OBJECTIVE: Return every entry below verbatim, keeping each line unchanged and in its original order.

— Start of EXERCISE MATERIAL —

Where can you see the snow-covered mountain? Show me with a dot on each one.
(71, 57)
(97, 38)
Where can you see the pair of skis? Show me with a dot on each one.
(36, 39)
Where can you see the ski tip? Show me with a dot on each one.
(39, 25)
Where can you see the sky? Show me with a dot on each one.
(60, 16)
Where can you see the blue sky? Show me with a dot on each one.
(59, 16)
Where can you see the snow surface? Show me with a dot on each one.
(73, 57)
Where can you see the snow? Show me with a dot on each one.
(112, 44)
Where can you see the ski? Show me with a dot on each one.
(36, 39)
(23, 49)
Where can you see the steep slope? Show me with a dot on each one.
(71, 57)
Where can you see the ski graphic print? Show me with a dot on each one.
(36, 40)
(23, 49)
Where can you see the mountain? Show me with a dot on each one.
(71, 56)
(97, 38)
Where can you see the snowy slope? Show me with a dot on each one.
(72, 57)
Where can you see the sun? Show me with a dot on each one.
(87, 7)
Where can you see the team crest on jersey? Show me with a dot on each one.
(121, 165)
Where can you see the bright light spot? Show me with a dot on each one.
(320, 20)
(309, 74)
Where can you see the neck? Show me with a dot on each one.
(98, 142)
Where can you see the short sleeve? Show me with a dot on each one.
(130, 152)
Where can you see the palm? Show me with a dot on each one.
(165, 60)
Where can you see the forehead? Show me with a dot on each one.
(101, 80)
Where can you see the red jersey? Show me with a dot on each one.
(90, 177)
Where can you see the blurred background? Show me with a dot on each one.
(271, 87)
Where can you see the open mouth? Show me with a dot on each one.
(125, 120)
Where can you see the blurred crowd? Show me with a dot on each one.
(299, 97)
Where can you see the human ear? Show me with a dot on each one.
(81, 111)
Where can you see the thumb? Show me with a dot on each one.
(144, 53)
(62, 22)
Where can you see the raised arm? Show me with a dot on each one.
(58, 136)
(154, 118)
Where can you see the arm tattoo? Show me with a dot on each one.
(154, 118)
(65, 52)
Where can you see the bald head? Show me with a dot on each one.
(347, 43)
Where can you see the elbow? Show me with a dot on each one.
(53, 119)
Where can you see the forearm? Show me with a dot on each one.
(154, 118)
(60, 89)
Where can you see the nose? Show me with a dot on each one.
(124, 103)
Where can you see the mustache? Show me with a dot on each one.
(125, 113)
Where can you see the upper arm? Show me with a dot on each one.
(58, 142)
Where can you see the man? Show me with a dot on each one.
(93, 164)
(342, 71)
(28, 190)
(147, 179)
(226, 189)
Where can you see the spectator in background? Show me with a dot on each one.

— End of EXERCISE MATERIAL —

RESPONSE TO THIS EXERCISE:
Where can you see the snow-covered mountain? Show me with a dot on each one.
(71, 57)
(97, 38)
Where can you see the pair of skis? Show me with a dot on each one.
(36, 39)
Where can you see the ski tip? Show me with a dot on each one.
(39, 25)
Where can you see the sky? Show me with a dot on each one.
(60, 16)
Where can you see the blue sky? Show me with a dot on each one.
(59, 16)
Where can you see the snow surface? Show me with a dot on each one.
(73, 57)
Where can you see the snow? Show me with a dot on each one.
(112, 44)
Where can you see the ski? Show me with a dot on each one.
(36, 39)
(23, 49)
Where can you see the steep slope? Show me with a dot on each one.
(71, 57)
Where can you see the ski graphic print? Show me with a dot on each one.
(36, 40)
(23, 49)
Where can you see the mountain? Show me with a dot on each one.
(71, 56)
(97, 38)
Where can you see the snowy slope? Show me with a dot on each one.
(72, 57)
Where can you see the sun? Show me with a dot on each one.
(87, 7)
Where can you see the team crest on jersey? Show me with a dot on each one.
(121, 165)
Where can you see the bright light spot? Show me with a dot on each one.
(320, 20)
(309, 74)
Where can you see the neck? Show me with a dot on each one.
(98, 142)
Where can you see the short sleeve? Show me with a dot on each one.
(130, 152)
Where can you see the palm? Show me with a dot on each one.
(165, 60)
Where can you see the forehead? Show me with a dot on each one.
(101, 80)
Where can you see the red jersey? Show me with a dot on each one.
(90, 177)
Where can you see the blurred background? Show me with a dot on each one.
(271, 87)
Where can you see the open mouth? Show me with a dot on each one.
(125, 120)
Where can you see the blurred crowd? Show me with a dot on each one.
(299, 97)
Where can you see the human ear? Show me with a dot on each one.
(81, 111)
Where can you see the thumb? Show me with a dot on each one.
(144, 53)
(62, 22)
Where can you see the raised arm? Show me with a dot on each one.
(58, 136)
(154, 118)
Where can you see the arm tattoo? Show me with a dot on each one.
(154, 118)
(65, 52)
Where can you see the bald head? Show me with a dot on each one.
(347, 43)
Where can you see the elbow? Show me with a dot on each one.
(53, 119)
Where can you see the forearm? Show me with a dot on each one.
(154, 118)
(60, 89)
Where can you see the nose? Show me with a dot on each one.
(124, 103)
Where can you see the mustache? Show me with a dot on each one.
(125, 113)
Where can you see the upper arm? Show me with a dot on each one.
(58, 142)
Where can you see the man? Show me with a dot on each one.
(93, 164)
(342, 71)
(28, 190)
(147, 179)
(226, 189)
Where can you see the spectator in background? Show me with a dot on each one.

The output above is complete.